Show every line of the items that contains the word "wood".

────────────────

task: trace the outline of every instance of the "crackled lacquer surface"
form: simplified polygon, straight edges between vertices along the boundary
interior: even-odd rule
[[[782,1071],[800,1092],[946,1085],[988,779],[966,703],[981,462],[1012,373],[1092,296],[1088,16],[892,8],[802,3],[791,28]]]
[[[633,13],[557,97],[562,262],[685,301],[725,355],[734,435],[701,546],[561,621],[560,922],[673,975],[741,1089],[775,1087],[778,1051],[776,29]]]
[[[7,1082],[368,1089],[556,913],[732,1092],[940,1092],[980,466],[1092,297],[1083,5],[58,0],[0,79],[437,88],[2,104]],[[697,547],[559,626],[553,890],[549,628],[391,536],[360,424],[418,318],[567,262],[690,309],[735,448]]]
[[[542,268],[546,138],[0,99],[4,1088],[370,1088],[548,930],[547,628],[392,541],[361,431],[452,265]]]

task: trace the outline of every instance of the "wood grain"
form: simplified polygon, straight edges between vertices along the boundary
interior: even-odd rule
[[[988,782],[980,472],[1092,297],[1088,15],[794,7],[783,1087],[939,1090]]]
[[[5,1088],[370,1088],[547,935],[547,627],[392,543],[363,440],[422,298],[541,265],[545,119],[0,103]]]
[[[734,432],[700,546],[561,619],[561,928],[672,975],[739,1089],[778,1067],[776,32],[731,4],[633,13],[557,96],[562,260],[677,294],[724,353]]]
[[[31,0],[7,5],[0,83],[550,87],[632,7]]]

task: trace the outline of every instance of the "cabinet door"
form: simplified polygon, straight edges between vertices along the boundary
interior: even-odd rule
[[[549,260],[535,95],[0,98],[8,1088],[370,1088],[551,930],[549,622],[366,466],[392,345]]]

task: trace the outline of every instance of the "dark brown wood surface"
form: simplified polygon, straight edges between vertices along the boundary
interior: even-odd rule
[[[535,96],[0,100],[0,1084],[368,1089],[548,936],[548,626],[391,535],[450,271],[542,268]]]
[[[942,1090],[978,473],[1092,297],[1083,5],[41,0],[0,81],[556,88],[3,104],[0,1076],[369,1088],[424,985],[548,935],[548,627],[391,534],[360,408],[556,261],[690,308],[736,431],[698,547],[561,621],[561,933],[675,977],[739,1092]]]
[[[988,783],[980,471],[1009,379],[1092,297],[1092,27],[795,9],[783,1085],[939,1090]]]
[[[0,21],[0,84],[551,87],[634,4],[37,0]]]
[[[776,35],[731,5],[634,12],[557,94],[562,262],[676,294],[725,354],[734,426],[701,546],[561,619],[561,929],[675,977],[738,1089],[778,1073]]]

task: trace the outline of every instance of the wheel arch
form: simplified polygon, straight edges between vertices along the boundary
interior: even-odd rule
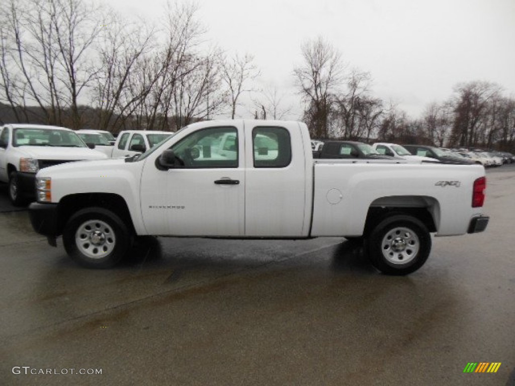
[[[398,214],[411,216],[421,221],[430,232],[438,230],[440,204],[429,196],[395,196],[381,197],[369,207],[363,234],[366,236],[374,226],[385,218]]]
[[[133,234],[134,223],[129,207],[121,196],[114,193],[79,193],[63,197],[59,201],[58,224],[59,233],[73,215],[84,208],[95,206],[114,213],[125,222]]]

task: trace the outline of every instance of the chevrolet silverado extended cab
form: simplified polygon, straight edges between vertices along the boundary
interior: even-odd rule
[[[90,268],[112,266],[139,235],[343,236],[403,275],[425,262],[431,234],[486,228],[482,166],[374,162],[314,162],[301,122],[199,122],[139,156],[40,170],[29,213]]]
[[[9,199],[17,206],[36,199],[36,173],[40,169],[106,158],[69,129],[22,124],[0,127],[0,182],[9,184]]]

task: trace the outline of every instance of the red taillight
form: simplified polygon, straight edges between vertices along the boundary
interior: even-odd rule
[[[474,181],[472,192],[472,207],[483,206],[485,203],[485,190],[486,190],[486,177],[480,177]]]

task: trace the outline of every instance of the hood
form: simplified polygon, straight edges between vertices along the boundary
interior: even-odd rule
[[[436,160],[434,158],[431,158],[431,157],[424,157],[423,155],[403,155],[403,158],[406,159],[406,160],[410,162],[435,162],[439,163],[439,161]]]
[[[19,150],[36,160],[104,160],[107,155],[87,147],[20,146]]]
[[[60,164],[55,166],[41,169],[38,172],[38,177],[47,177],[55,172],[68,172],[70,170],[76,171],[78,168],[81,171],[84,170],[104,170],[106,169],[113,168],[117,166],[126,163],[123,158],[110,158],[99,161],[80,161],[77,162],[70,162],[65,164]]]

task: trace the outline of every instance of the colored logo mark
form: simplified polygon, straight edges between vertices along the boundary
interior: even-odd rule
[[[480,362],[467,364],[464,373],[496,373],[501,367],[500,362]]]

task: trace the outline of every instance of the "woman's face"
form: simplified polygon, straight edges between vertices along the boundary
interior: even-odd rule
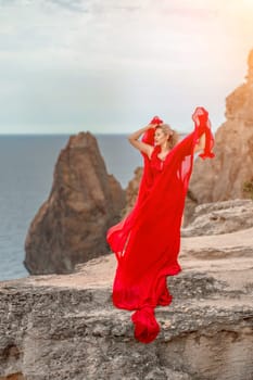
[[[156,128],[154,132],[154,142],[156,145],[162,145],[167,141],[168,135],[163,131],[162,128]]]

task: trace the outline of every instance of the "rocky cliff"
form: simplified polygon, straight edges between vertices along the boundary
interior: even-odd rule
[[[148,345],[112,305],[112,254],[71,275],[0,282],[0,379],[252,380],[252,236],[181,239],[174,300],[156,308],[161,333]]]
[[[216,157],[194,163],[190,190],[198,203],[244,198],[244,183],[253,181],[253,50],[248,66],[245,83],[226,99],[227,121],[215,134]]]
[[[106,173],[96,138],[72,136],[56,162],[49,199],[27,233],[28,271],[69,273],[75,264],[107,253],[105,232],[124,205],[125,192]]]

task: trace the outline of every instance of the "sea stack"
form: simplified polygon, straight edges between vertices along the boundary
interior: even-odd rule
[[[25,267],[34,275],[71,273],[107,253],[106,230],[124,206],[125,192],[107,174],[96,138],[72,136],[58,159],[49,199],[29,227]]]

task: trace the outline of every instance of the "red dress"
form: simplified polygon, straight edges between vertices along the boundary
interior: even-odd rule
[[[154,308],[172,302],[166,277],[181,270],[177,259],[181,217],[193,150],[202,134],[206,138],[200,156],[214,156],[207,115],[205,111],[204,117],[199,117],[194,131],[175,145],[164,162],[157,156],[160,147],[154,148],[151,160],[143,154],[144,168],[136,204],[107,231],[107,242],[117,257],[113,303],[136,311],[131,316],[135,337],[143,343],[154,340],[160,331]],[[154,144],[154,128],[144,134],[142,141]]]

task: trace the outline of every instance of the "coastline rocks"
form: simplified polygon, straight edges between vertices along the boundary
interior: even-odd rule
[[[190,190],[199,204],[246,198],[244,183],[253,181],[253,50],[248,65],[246,81],[226,99],[227,121],[215,134],[215,159],[195,160]]]
[[[151,344],[112,305],[114,255],[71,275],[1,281],[0,379],[250,380],[252,236],[182,238],[182,271],[167,279],[174,299],[156,308]]]
[[[71,273],[107,253],[106,230],[124,206],[125,192],[106,173],[96,138],[72,136],[55,164],[49,199],[29,227],[25,267],[35,275]]]
[[[228,233],[250,227],[253,227],[253,201],[204,203],[195,207],[191,223],[181,228],[181,236]]]

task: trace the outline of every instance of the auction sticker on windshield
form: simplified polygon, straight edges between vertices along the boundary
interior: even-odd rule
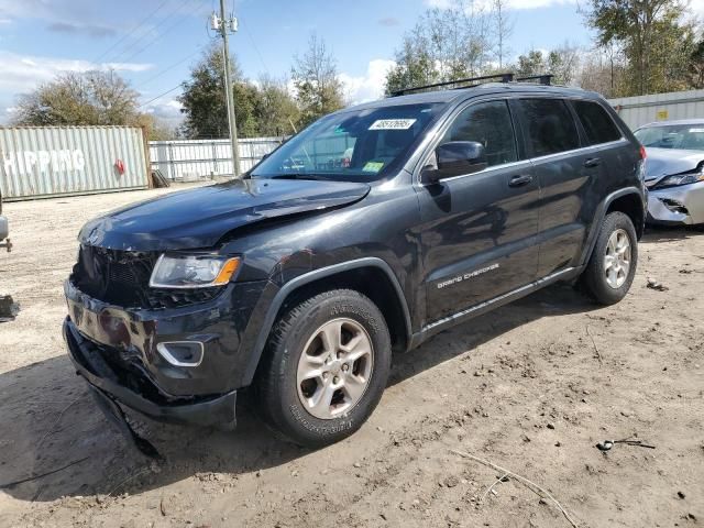
[[[384,162],[367,162],[362,170],[364,173],[378,173],[384,167]]]
[[[370,130],[408,130],[415,122],[415,119],[378,119],[372,123]]]

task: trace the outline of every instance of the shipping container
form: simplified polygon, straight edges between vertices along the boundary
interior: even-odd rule
[[[608,102],[631,130],[653,121],[704,119],[704,90],[622,97]]]
[[[285,138],[240,139],[240,170],[246,172],[278,147]],[[216,176],[232,176],[230,140],[151,141],[153,170],[174,182],[195,182]]]
[[[0,128],[0,190],[6,201],[148,187],[142,129]]]

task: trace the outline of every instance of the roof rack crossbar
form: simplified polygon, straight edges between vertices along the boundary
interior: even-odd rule
[[[528,75],[526,77],[518,77],[516,82],[521,82],[524,80],[537,80],[541,85],[550,86],[552,82],[552,78],[554,75],[552,74],[542,74],[542,75]]]
[[[406,94],[413,94],[414,91],[427,90],[429,88],[441,88],[443,86],[454,86],[464,82],[476,82],[481,80],[501,79],[502,82],[512,82],[514,80],[514,74],[497,74],[497,75],[483,75],[481,77],[469,77],[466,79],[447,80],[444,82],[435,82],[432,85],[414,86],[413,88],[404,88],[392,92],[392,96],[404,96]],[[461,87],[455,87],[461,88]]]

────────────────

--- THE RESPONSE ---
task: trace the outline of every instance of the "wood grain"
task: trace the outline of every instance of the "dark brown wood surface"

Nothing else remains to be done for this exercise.